Excerpt from a dataset ▸
============

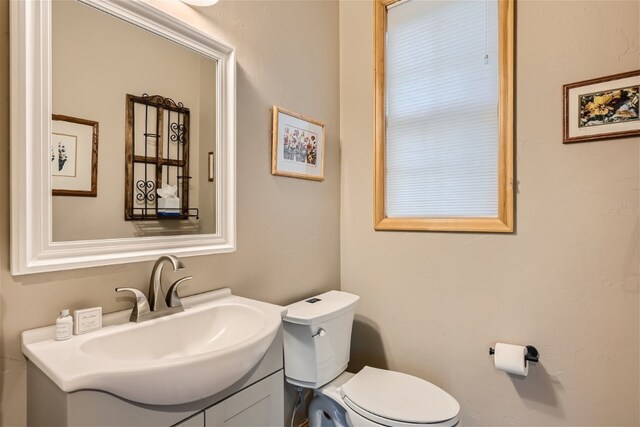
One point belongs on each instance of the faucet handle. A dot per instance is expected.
(173, 300)
(142, 305)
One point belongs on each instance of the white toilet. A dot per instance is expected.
(317, 341)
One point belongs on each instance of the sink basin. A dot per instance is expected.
(171, 360)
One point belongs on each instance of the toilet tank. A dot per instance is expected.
(317, 338)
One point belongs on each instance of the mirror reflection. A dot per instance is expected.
(133, 131)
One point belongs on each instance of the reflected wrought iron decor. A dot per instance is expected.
(157, 159)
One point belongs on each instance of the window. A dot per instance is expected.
(444, 115)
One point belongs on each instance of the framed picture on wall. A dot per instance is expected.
(297, 146)
(602, 108)
(74, 156)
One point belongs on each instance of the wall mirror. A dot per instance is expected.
(122, 136)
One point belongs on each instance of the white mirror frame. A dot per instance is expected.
(32, 248)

============

Copy every entry above word for word, leaving out the pictures.

Answer in full ▸
One point belongs on each instance of the faucet handle. A dot per instance is expected.
(173, 300)
(142, 305)
One point belongs on each instance of the white toilet. A dot per instance is expected.
(317, 341)
One point belongs on each instance of the sink basin. A dot per instance is expected.
(171, 360)
One point belongs on each instance of the toilet tank. A dot per instance is expected.
(317, 338)
One point belongs on each instance of the mirror reflection. A dot per instance is expected.
(133, 131)
One point belongs on each instance of the reflected wrought iron decor. A dot per instance is expected.
(157, 159)
One point belongs on each instance of the window. A dot per instance is expected.
(444, 115)
One point belongs on each instance of the framed picture on wall. A dot per instance is expected.
(297, 146)
(602, 108)
(74, 156)
One point belongs on each instance of the wall mirror. A dot per instance is expected.
(122, 136)
One point belongs on each instance of the white mirror frame. A dot per instance is expected.
(32, 248)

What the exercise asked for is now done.